• [Exercise requirements]
Please update the records below, changing "drop a marker" to "place a pin" throughout and leaving everything else unchanged.

• [Task inputs]

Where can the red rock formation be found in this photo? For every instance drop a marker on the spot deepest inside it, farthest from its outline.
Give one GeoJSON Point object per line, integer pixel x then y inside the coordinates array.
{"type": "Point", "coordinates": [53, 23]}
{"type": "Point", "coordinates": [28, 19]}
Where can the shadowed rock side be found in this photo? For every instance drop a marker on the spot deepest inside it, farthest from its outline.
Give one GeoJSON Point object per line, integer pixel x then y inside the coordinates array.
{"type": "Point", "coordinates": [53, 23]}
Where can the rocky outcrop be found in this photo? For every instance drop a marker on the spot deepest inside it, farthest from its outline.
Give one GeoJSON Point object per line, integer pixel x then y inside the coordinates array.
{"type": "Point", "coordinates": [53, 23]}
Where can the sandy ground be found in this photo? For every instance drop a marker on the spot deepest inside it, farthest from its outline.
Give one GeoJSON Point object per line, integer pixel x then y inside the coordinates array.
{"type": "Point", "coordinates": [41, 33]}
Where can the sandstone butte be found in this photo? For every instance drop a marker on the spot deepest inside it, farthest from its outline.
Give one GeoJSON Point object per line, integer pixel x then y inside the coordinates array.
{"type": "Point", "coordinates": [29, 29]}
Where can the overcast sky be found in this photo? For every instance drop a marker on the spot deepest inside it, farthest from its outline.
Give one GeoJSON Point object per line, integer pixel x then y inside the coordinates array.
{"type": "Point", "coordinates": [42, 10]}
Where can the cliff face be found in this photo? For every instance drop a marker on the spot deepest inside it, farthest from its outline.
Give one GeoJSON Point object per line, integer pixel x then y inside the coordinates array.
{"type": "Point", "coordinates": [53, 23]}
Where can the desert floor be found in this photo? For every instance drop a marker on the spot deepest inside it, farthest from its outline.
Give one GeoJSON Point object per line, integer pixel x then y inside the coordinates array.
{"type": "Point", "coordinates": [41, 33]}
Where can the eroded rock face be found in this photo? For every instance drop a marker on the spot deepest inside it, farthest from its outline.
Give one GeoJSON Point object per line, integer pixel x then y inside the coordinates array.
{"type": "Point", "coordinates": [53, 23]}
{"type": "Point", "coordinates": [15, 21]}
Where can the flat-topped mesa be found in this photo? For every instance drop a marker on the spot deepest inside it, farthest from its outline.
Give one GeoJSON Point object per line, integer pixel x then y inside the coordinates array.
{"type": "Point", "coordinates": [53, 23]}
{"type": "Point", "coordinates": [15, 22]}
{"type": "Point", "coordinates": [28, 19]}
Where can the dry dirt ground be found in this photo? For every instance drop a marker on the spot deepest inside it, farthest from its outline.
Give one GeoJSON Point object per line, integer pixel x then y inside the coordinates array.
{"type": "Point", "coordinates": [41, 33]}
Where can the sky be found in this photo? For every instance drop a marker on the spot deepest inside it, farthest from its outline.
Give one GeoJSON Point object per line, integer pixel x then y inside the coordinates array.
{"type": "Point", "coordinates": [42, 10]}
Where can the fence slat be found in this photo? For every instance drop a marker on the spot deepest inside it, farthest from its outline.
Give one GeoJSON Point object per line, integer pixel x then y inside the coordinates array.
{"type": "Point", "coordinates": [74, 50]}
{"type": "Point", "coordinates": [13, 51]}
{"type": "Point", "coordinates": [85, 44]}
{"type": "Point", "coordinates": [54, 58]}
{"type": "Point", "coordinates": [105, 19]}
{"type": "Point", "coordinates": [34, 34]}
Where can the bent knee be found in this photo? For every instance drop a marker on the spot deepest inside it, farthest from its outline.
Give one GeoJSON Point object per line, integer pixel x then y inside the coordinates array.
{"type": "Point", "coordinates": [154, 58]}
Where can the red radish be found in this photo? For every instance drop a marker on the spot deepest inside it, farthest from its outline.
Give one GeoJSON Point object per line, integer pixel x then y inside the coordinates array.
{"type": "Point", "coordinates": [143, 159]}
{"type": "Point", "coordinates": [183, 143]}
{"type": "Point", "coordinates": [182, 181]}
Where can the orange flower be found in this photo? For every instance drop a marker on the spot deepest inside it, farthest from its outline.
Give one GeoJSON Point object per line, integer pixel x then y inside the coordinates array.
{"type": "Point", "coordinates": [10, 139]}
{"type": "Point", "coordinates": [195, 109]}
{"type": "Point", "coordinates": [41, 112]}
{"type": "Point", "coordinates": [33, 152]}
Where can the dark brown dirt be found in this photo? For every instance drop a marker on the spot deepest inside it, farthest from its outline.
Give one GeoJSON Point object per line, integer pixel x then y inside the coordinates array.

• [Response for this exercise]
Where can the red rock formation be found in this photo? For every instance place a pin on the spot deepest inside it, farthest from its outline.
Give one GeoJSON Point object per line, integer pixel x then y inside the coordinates array.
{"type": "Point", "coordinates": [53, 23]}
{"type": "Point", "coordinates": [28, 19]}
Where can the shadowed rock side be found in this photo? For every instance place a pin on the spot deepest inside it, farthest from its outline.
Give one GeoJSON Point object per line, integer pixel x then y inside the coordinates array.
{"type": "Point", "coordinates": [53, 23]}
Where can the rocky outcrop be found in this photo? For every instance place a pin on the spot deepest inside it, farthest from its outline.
Give one GeoJSON Point object per line, integer pixel x then y inside the coordinates array.
{"type": "Point", "coordinates": [53, 23]}
Where can the sandy ground be found in this photo? For every instance place a pin on the spot deepest inside it, farthest from its outline.
Give one GeoJSON Point object per line, integer pixel x then y inside the coordinates array.
{"type": "Point", "coordinates": [41, 33]}
Where can the sandstone butte be found in this photo? For every instance place a pin on the spot deepest inside it, farthest from its outline.
Give one GeoJSON Point object per line, integer pixel x then y inside the coordinates array.
{"type": "Point", "coordinates": [29, 29]}
Where can the overcast sky be found in this photo? For every instance place a pin on the spot deepest inside it, farthest from its outline.
Give one GeoJSON Point object per line, integer pixel x then y inside the coordinates array.
{"type": "Point", "coordinates": [42, 10]}
Where can the cliff face be found in this photo? For every instance place a pin on the spot deepest inside it, farthest from its outline.
Give one GeoJSON Point object per line, integer pixel x then y inside the coordinates array.
{"type": "Point", "coordinates": [53, 23]}
Where can the desert floor be found in this photo? For every instance place a pin on the spot deepest inside it, farthest from its outline.
Give one GeoJSON Point object per line, integer pixel x then y inside the coordinates array.
{"type": "Point", "coordinates": [41, 33]}
Where can the eroded rock face be found in this photo? For every instance place a pin on the spot deepest inside it, farthest from its outline.
Give one GeoJSON Point object per line, integer pixel x then y inside the coordinates array.
{"type": "Point", "coordinates": [53, 23]}
{"type": "Point", "coordinates": [15, 21]}
Where can the flat-topped mesa be found in this photo? For every instance place a pin on the spot deepest inside it, farthest from its outline.
Give one GeoJSON Point object per line, integer pixel x then y inside the coordinates array.
{"type": "Point", "coordinates": [53, 23]}
{"type": "Point", "coordinates": [15, 22]}
{"type": "Point", "coordinates": [28, 19]}
Where can the dry dirt ground be found in this photo? For every instance place a pin on the spot deepest inside it, farthest from its outline.
Give one GeoJSON Point object per line, integer pixel x then y inside the coordinates array.
{"type": "Point", "coordinates": [41, 33]}
Where can the sky be found in this photo? For every instance place a pin on the spot deepest inside it, farthest from its outline.
Give one GeoJSON Point object per line, integer pixel x then y inside the coordinates array.
{"type": "Point", "coordinates": [42, 10]}
Where can the fence slat be found in this photo? For every instance place a pin on the spot deepest inside it, farthest from its outline.
Give one GeoJSON Point object per line, integer pixel x then y inside the coordinates array.
{"type": "Point", "coordinates": [74, 50]}
{"type": "Point", "coordinates": [13, 51]}
{"type": "Point", "coordinates": [85, 44]}
{"type": "Point", "coordinates": [54, 58]}
{"type": "Point", "coordinates": [105, 19]}
{"type": "Point", "coordinates": [34, 34]}
Where can the bent knee be found in this photo? For every instance place a pin on the spot deepest inside it, farthest from its outline.
Give one GeoJSON Point object per line, integer pixel x then y inside the coordinates array.
{"type": "Point", "coordinates": [154, 58]}
Where can the red radish be found in this photo? For every instance place a pin on the spot deepest inside it, farthest from its outline.
Give one GeoJSON Point object per line, integer pixel x then y inside the coordinates array.
{"type": "Point", "coordinates": [143, 159]}
{"type": "Point", "coordinates": [183, 143]}
{"type": "Point", "coordinates": [182, 181]}
Where can the orange flower be found in this photo? For every instance place a pin on the spot deepest inside it, farthest from its outline.
Give one GeoJSON Point object per line, integer pixel x then y inside the coordinates array.
{"type": "Point", "coordinates": [10, 139]}
{"type": "Point", "coordinates": [195, 109]}
{"type": "Point", "coordinates": [41, 112]}
{"type": "Point", "coordinates": [33, 152]}
Where can the dark brown dirt be found in this photo? For every instance place a pin on the spot deepest inside it, farthest from its outline.
Give one GeoJSON Point object per line, integer pixel x then y inside the coordinates array.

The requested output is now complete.